======== Supplied entries ========

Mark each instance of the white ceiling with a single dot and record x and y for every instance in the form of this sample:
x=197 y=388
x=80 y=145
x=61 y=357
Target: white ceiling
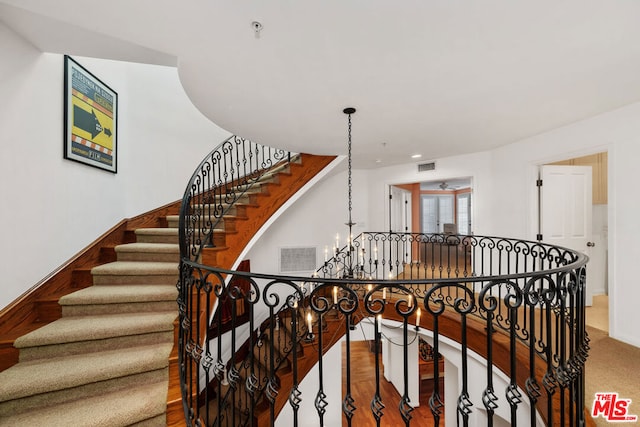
x=434 y=77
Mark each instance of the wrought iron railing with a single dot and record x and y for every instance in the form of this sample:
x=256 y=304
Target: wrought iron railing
x=519 y=305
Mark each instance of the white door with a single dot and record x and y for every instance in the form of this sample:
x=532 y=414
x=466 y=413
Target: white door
x=566 y=208
x=400 y=221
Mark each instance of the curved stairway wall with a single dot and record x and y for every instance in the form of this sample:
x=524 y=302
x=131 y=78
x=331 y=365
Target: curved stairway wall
x=100 y=331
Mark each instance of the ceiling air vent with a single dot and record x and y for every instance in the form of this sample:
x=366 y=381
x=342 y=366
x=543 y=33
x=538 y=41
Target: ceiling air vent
x=426 y=167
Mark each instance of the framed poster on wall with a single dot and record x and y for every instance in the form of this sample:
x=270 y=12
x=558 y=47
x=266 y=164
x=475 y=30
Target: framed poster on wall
x=90 y=118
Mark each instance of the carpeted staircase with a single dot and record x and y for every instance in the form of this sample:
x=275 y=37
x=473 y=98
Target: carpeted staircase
x=106 y=361
x=110 y=359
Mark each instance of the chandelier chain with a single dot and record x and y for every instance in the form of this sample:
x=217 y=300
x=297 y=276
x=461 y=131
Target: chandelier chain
x=349 y=173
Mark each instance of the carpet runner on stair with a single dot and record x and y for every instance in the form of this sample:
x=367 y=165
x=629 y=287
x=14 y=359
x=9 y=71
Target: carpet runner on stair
x=106 y=361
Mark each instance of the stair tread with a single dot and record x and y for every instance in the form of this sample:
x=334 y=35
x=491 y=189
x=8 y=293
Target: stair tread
x=110 y=409
x=141 y=268
x=165 y=231
x=47 y=375
x=149 y=247
x=120 y=294
x=86 y=328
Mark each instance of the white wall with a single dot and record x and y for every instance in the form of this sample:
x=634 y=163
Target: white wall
x=474 y=165
x=52 y=208
x=617 y=132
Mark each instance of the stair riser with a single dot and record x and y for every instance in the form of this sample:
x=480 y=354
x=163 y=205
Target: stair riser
x=83 y=347
x=157 y=238
x=209 y=212
x=149 y=256
x=137 y=307
x=25 y=404
x=159 y=421
x=168 y=279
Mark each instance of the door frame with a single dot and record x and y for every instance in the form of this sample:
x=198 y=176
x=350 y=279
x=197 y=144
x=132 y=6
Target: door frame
x=532 y=177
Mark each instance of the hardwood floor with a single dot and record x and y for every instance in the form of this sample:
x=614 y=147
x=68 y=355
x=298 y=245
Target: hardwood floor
x=363 y=389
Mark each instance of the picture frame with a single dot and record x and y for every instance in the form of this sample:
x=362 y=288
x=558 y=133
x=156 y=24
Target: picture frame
x=90 y=118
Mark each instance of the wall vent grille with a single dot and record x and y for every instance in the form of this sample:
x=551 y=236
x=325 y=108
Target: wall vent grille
x=426 y=167
x=298 y=259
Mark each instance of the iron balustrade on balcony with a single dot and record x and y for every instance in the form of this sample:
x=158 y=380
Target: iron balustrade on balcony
x=507 y=314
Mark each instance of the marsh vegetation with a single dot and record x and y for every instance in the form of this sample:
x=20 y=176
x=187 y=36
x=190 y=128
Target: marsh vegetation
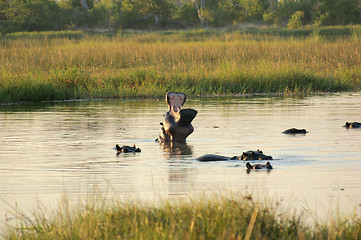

========

About this task: Every line of the material is to be quoted exactly, with no pictures carried over.

Exercise result:
Mark each instance of the white ceiling with a single dot and record x and y for every instance in the form of this sample:
x=197 y=388
x=80 y=145
x=61 y=357
Target: white ceiling
x=434 y=77
Mark each instance of the wrought iron railing with a single dot and record x and y for every instance in the form of this sample:
x=256 y=304
Target: wrought iron railing
x=519 y=305
Mark each instance of the white door with a single dot and record x and y for every instance in the form of this sample:
x=532 y=414
x=466 y=413
Target: white door
x=566 y=208
x=400 y=221
Mark each instance of the curved stairway wall with a single dot and record x and y for every instance in the form of this sample:
x=524 y=302
x=131 y=78
x=331 y=365
Target: curved stairway wall
x=100 y=331
Mark each instance of the ceiling air vent with a single dot and record x and y for every instance in the form of this sample:
x=366 y=381
x=342 y=366
x=543 y=33
x=538 y=41
Target: ceiling air vent
x=426 y=167
Mark each instance of the framed poster on wall with a single dot and record x and y for every instance in the form of this sample:
x=270 y=12
x=558 y=47
x=266 y=164
x=475 y=30
Target: framed poster on wall
x=90 y=118
Mark each instance of the carpeted staircase with a single dot and record x and y for every instance in the form of this sample:
x=275 y=37
x=473 y=98
Target: carpeted staircase
x=106 y=361
x=110 y=359
Mark each instance of the chandelier chain with a single dot and record x and y for every instance in the form of this sample:
x=217 y=300
x=297 y=276
x=461 y=131
Target: chandelier chain
x=349 y=173
Mark each instance of the carpet runner on stair with a single dot and record x and y for every instance in the form of this sample:
x=367 y=165
x=629 y=287
x=14 y=359
x=9 y=71
Target: carpet runner on stair
x=106 y=361
Mark each instance of the stair tread with a single dot and record x and y for every instance in the form of this sample:
x=334 y=35
x=491 y=189
x=8 y=293
Target: stair tread
x=110 y=409
x=141 y=268
x=165 y=231
x=47 y=375
x=149 y=247
x=120 y=294
x=86 y=328
Mark each instance of the white wall with a single dot and record x and y for every instance in the form of this sample:
x=634 y=163
Target: white wall
x=474 y=165
x=52 y=208
x=617 y=132
Mark each instance of the stair riser with a single dot and record x and y for every instance in the form of this sample:
x=480 y=354
x=163 y=205
Target: stair riser
x=83 y=347
x=157 y=238
x=209 y=212
x=149 y=256
x=137 y=307
x=25 y=404
x=159 y=421
x=168 y=279
Mark each instance of the door frame with a single dot and record x and y for every instance in the form of this sample:
x=198 y=176
x=350 y=279
x=197 y=144
x=132 y=6
Target: door frame
x=532 y=177
Mark each instance of the hardwood floor with a single dot and record x and y for every instance in the form of this sample:
x=614 y=147
x=68 y=355
x=298 y=245
Target: hardwood floor
x=363 y=389
Mark each instance of the picture frame with a single dot and record x and y for every instance in the form of this sample:
x=362 y=288
x=558 y=133
x=156 y=24
Target: picture frame
x=90 y=118
Mark each instance of the wall vent grille with a single dot and record x and y for every instance in the form of this sample:
x=551 y=236
x=325 y=108
Target: wall vent grille
x=426 y=167
x=298 y=259
Mark each instance of the iron balustrade on balcony with a single dot and record x and y for every instance in the form of this sample:
x=158 y=380
Target: iron balustrade on balcony
x=507 y=314
Mark each instance of the marsh vegetation with a single dot and record x and y for every instance in the form of this sample:
x=20 y=176
x=187 y=36
x=190 y=128
Target: marsh vegetation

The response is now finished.